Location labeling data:

■ ■ ■ ■ ■ ■ ■

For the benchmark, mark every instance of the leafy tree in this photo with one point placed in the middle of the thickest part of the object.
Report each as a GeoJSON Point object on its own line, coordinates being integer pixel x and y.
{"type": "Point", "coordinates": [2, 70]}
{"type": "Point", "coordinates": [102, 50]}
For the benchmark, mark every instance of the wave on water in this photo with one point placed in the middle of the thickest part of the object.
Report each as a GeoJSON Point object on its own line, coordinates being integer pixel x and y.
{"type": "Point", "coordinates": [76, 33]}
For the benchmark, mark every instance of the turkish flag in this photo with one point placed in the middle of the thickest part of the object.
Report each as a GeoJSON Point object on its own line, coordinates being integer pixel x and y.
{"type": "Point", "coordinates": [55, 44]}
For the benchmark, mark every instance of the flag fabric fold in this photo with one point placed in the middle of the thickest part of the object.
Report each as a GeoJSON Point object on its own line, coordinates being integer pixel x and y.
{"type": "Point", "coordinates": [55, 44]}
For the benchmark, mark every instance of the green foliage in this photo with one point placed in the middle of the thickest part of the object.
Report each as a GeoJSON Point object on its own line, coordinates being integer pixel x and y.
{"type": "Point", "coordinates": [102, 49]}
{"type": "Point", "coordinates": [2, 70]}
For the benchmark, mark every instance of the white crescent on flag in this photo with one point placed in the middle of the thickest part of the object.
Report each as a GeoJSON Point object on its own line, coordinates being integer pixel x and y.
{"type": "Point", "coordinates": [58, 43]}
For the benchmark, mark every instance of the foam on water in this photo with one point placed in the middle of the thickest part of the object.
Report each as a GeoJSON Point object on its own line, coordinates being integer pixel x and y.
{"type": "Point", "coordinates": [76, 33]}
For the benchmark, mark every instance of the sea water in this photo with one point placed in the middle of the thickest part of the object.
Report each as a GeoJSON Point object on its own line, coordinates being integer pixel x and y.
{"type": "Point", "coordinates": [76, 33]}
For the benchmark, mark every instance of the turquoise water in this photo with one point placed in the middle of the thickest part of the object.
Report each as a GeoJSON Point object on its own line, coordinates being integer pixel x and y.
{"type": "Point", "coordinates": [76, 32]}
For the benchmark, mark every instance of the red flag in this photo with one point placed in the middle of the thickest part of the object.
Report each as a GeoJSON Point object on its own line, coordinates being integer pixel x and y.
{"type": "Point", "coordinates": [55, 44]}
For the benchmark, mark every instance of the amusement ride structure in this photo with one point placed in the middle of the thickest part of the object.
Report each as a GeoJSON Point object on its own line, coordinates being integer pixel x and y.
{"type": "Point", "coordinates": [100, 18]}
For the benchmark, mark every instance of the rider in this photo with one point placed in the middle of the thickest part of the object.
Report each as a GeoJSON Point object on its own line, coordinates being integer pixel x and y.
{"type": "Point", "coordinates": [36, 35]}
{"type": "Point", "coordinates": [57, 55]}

■ ■ ■ ■ ■ ■ ■

Set task: Copy all of the data above line for line, without changing anything.

Exercise answer:
For the benchmark, mark every instance of the leafy tree in this photo with one point placed in the middle of the thickest part of the object.
Report each as a GeoJSON Point object on its own line, coordinates being integer pixel x and y.
{"type": "Point", "coordinates": [2, 70]}
{"type": "Point", "coordinates": [102, 50]}
For the benchmark, mark every instance of the wave on water in this photo with one point placed in the middle of the thickest part of the object.
Report each as a GeoJSON Point object on its own line, coordinates being integer pixel x and y.
{"type": "Point", "coordinates": [76, 33]}
For the benchmark, mark every instance of the turkish flag in this photo with one point placed in the middle of the thickest part of the object.
Report each as a GeoJSON Point object on its own line, coordinates being integer pixel x and y.
{"type": "Point", "coordinates": [55, 44]}
For the benchmark, mark every instance of the flag fabric fold in this photo with one point placed in the middle of the thickest part of the object.
Report each as a GeoJSON Point object on its own line, coordinates being integer pixel x and y.
{"type": "Point", "coordinates": [55, 44]}
For the benchmark, mark every instance of the green foliage in this photo with one point placed in the middle of the thickest part of the object.
Report each as a GeoJSON Point object on its own line, coordinates being integer pixel x and y.
{"type": "Point", "coordinates": [102, 49]}
{"type": "Point", "coordinates": [2, 70]}
For the benchmark, mark every instance of the white crescent on flag in this photo with one point placed in the middle of the thickest part of the object.
Report each as a GeoJSON Point object on its own line, coordinates being integer pixel x and y.
{"type": "Point", "coordinates": [58, 43]}
For the benchmark, mark every instance of the foam on water in this photo with one point placed in the middle of the thickest part of the object.
Report each as a GeoJSON Point object on its own line, coordinates being integer pixel x and y.
{"type": "Point", "coordinates": [76, 33]}
For the benchmark, mark every instance of the sea water in this photo with one point placed in the middle of the thickest part of the object.
Report each as a GeoJSON Point object on its own line, coordinates being integer pixel x and y.
{"type": "Point", "coordinates": [76, 33]}
For the benchmark, mark every instance of the turquoise water in this photo with one point placed in the middle of the thickest part of the object.
Report each as a GeoJSON Point object on its own line, coordinates being integer pixel x and y.
{"type": "Point", "coordinates": [76, 32]}
For the benchmark, mark every instance of the red flag in this photo with one point placed in the middle of the thickest part of the object.
Report each as a GeoJSON Point object on its own line, coordinates being integer pixel x and y.
{"type": "Point", "coordinates": [55, 44]}
For the benchmark, mark every instance of the amusement ride structure in this photo with one point placed in the middle of the thickest part of the object.
Report each as a GeoJSON Point object on its own line, coordinates being integer pixel x and y.
{"type": "Point", "coordinates": [100, 18]}
For the benchmark, mark every instance of the rider in this photo with one point placed in the middle of the thickest part of the object.
Report each as a GeoJSON Point object on its own line, coordinates being integer pixel x and y.
{"type": "Point", "coordinates": [36, 35]}
{"type": "Point", "coordinates": [57, 55]}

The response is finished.